Editorial : La zone franche, cheval de Troie de Li Keqiang

« Notre économie gardera sa croissance soutenue et sa politique de réforme », publiait Li Keqiang, le 1er ministre, au Financial Times (du jamais vu !). À 3 jours du Forum de Davos (12/09, Dalian), c’était un signal fort aux leaders politiques et industriels du monde. Li voulait raviver la confiance, suite à 6 mois plutôt secs : les piliers de sa grande réforme annoncée en mars (le plan d’urbanisation, la réforme de la taxation) tardent à sortir, minés par des querelles au sein de l’administration. En même temps se déploient les plus dures restrictions sur l’internet depuis des années, et sur les visas, nourrissant ainsi les doutes sur la sincérité de l’équipe au pouvoir sur sa politique d’ouverture. Mais Li insiste : forgée par Xi Jinping et lui-même, la réforme de l’Etat sera bien au rendez-vous du 3ème Plenum de novembre. Un des outils fondateurs de cette réforme, arrivera d’ailleurs bien avant : la « zone franche commerciale » (ZFC) de Shanghai prendra vie dès le 27/09. 

Issue de la fusion des zones industrielles de Pudong (aéroport), Waigaojiao (port) et Yangshan (port en eaux profondes), cet espace de 29 km² voit de puissantes fées veiller sur sa naissance. Son patron Ai Baojun, le vice-maire (ex-PDG de Baosteel, premières aciéries de Chine) sera épaulé par un vice-1er ministre, afin d’obtenir ses droits nouveaux, à vitesse de l’éclair.

» **Série de consignes**
1 > D'après l'éditorial sur la zone franche de Shanghai, quelle superficie couvre cet espace ?
2 > Traduisez en anglais cette phrase de l'éditorial sur la zone franche de Shanghai : « Mais Li insiste : forgée par Xi Jinping et lui-même, la réforme de l’Etat sera bien au rendez-vous du 3ème Plenum de novembre. »
3 > Pour chaque affirmation, dites si elle concorde avec l'éditorial sur la zone franche de Shanghai, en citant les mots du texte qui tranchent. (a) Li Keqiang s'est exprimé dans le Financial Times. (b) Le plan d'urbanisation est déjà sorti. (c) Ai Baojun a dirigé Baosteel.

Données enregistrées

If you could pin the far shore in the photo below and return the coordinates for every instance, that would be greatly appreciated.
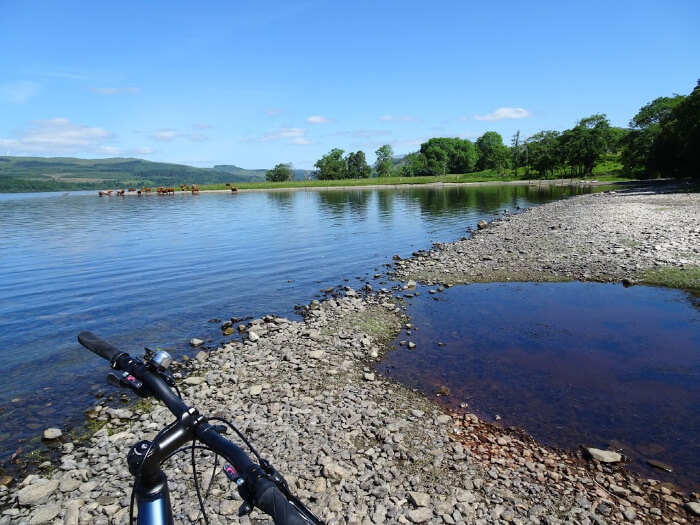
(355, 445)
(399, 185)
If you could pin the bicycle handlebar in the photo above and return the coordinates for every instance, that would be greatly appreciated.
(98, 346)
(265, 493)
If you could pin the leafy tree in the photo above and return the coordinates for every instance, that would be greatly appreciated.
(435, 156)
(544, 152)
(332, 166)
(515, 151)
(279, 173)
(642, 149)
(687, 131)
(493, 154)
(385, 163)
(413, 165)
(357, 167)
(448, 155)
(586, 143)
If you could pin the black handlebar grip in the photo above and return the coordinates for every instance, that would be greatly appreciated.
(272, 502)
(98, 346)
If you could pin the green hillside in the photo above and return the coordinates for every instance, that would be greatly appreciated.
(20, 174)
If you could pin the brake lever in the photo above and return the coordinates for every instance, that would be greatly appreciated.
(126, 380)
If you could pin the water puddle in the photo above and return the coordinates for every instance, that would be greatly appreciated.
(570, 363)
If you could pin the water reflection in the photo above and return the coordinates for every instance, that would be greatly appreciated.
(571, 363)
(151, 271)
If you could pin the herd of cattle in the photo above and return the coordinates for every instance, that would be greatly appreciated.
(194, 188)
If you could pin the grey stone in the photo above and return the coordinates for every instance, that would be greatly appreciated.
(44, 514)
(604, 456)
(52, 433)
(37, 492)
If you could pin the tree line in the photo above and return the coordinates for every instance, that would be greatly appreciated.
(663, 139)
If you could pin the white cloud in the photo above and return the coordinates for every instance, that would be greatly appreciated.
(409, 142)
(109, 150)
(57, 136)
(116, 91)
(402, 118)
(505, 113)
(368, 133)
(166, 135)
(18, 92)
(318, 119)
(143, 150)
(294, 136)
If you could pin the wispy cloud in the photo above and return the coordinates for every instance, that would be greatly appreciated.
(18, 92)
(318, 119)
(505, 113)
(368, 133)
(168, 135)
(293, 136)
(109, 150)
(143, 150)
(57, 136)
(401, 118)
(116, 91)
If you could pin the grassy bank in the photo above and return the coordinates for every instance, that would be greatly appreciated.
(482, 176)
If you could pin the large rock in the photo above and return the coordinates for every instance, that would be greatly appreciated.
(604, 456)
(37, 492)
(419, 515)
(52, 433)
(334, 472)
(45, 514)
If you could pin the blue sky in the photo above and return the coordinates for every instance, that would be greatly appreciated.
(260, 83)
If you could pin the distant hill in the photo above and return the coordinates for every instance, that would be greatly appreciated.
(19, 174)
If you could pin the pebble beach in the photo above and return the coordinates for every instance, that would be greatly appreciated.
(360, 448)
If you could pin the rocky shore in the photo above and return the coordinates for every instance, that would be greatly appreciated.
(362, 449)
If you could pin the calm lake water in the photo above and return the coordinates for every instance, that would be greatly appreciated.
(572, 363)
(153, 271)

* * *

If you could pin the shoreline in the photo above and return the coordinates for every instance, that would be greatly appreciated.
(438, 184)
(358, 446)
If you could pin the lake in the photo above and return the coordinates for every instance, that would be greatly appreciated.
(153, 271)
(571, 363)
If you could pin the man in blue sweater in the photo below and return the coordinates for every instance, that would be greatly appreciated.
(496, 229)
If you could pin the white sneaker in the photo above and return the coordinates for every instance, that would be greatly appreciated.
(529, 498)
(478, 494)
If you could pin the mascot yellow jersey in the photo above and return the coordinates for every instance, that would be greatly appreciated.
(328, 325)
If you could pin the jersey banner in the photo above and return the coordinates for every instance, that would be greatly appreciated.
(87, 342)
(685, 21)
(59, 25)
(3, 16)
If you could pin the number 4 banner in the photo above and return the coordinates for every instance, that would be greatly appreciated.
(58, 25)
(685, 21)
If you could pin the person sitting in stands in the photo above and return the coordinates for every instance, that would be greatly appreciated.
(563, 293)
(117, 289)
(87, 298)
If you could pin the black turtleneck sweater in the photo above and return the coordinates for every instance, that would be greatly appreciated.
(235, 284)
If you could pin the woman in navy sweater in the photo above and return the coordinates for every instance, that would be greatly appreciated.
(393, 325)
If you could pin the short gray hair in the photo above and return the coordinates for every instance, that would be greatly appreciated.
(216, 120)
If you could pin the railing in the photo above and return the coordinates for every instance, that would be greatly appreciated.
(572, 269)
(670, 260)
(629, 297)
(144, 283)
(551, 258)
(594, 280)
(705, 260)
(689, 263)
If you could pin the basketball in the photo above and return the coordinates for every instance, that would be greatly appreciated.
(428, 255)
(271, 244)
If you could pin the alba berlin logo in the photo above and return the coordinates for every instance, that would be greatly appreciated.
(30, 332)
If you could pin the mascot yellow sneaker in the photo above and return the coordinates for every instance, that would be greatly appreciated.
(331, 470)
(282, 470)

» **Réponses par consigne**
1 > 29 km².

2 > But Li insists: shaped by Xi Jinping and himself, the reform of the State will indeed be ready in time for the Third Plenum in November.

3 >
(a) Oui : « publiait Li Keqiang, le 1er ministre, au Financial Times ».
(b) Non : « les piliers de sa grande réforme annoncée en mars (le plan d’urbanisation, la réforme de la taxation) tardent à sortir ».
(c) Oui : « ex-PDG de Baosteel ».